◆ Activity: Below are some records; return each one exactly.
*** Block opens ***
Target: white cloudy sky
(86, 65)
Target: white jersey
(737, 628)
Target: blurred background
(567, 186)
*** Block closes ***
◆ Exercise response:
Target: white cloudy sky
(86, 65)
Target: white jersey
(737, 628)
Target: blurred background
(567, 186)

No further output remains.